**Required action**
What is needed is an exact copy of every record.

Referring expression pointing data:

-- Opening Marker --

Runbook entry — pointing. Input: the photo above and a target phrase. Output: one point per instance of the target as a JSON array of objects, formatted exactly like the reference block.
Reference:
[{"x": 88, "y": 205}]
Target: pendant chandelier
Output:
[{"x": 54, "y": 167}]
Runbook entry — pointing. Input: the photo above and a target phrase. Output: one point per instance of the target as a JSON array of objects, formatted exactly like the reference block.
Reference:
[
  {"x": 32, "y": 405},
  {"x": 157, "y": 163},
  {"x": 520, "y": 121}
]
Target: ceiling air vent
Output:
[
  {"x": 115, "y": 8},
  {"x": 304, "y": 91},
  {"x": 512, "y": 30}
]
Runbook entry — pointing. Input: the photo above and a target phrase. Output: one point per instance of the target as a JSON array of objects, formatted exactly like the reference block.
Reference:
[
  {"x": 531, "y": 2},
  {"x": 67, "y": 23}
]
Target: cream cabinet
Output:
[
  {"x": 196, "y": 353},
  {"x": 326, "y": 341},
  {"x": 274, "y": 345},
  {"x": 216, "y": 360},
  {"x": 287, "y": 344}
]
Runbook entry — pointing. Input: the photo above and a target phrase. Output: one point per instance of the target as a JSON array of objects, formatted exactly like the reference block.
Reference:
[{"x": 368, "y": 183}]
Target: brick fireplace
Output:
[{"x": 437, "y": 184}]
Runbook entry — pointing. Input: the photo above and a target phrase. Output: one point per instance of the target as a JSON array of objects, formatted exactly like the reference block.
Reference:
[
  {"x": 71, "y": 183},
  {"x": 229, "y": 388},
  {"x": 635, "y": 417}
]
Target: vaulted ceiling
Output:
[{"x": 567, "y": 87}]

-- Closing Marker --

**Response to the exercise**
Runbook entry — pointing. Input: the photo above and a target phrase. Output: one point per instance of the target as a JSON array of objects, formatted exactly like the reference block.
Reference:
[{"x": 88, "y": 205}]
Target: pendant chandelier
Output:
[{"x": 54, "y": 167}]
Runbook entry — pointing. Input: the photo above and a target phrase. Output: one point per instance of the target as a JSON array of objects, formatted exactly like the reference block.
Reference:
[
  {"x": 32, "y": 405},
  {"x": 157, "y": 163},
  {"x": 520, "y": 121}
]
Target: ceiling air vent
Output:
[
  {"x": 115, "y": 8},
  {"x": 304, "y": 91},
  {"x": 512, "y": 30}
]
Runbook entry — pointing. Input: the photo above and a target phrase. Output: one point per instance of the target as a JSON array of objects, formatted exactly like the reference block.
Reference:
[
  {"x": 531, "y": 2},
  {"x": 67, "y": 23}
]
Target: cream cabinet
Output:
[
  {"x": 196, "y": 353},
  {"x": 326, "y": 341},
  {"x": 274, "y": 345},
  {"x": 216, "y": 360},
  {"x": 287, "y": 344}
]
Runbook entry — pointing. Input: the photo above and a target phrase. Output: one point per instance of the target as a JSON array of objects, formatted exactly like the reference block.
Reference:
[{"x": 368, "y": 183}]
Target: brick fireplace
Output:
[{"x": 437, "y": 184}]
Runbook entry — pointing. Input: the photo above and a target phrase. Output: one point per instance of the target as a JSON array of objects, formatted exactly like the reference block.
Reference:
[
  {"x": 71, "y": 183},
  {"x": 229, "y": 388},
  {"x": 635, "y": 417}
]
Target: vaulted ceiling
Output:
[{"x": 567, "y": 87}]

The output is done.